Records excerpted from a collection:

=====

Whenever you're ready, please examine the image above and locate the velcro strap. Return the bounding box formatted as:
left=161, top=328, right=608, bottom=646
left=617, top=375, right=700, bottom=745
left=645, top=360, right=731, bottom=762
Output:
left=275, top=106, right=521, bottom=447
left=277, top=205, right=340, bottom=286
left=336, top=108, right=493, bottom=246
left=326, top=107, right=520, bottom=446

=====

- Work required -
Set every record down word for word, omitting none.

- Solution below -
Whenever you're ready, please examine the image above and locate the velcro strap. Return the bounding box formatted as:
left=161, top=328, right=608, bottom=646
left=617, top=375, right=700, bottom=745
left=645, top=360, right=731, bottom=762
Output:
left=275, top=106, right=521, bottom=447
left=277, top=205, right=340, bottom=286
left=336, top=108, right=493, bottom=246
left=326, top=107, right=520, bottom=446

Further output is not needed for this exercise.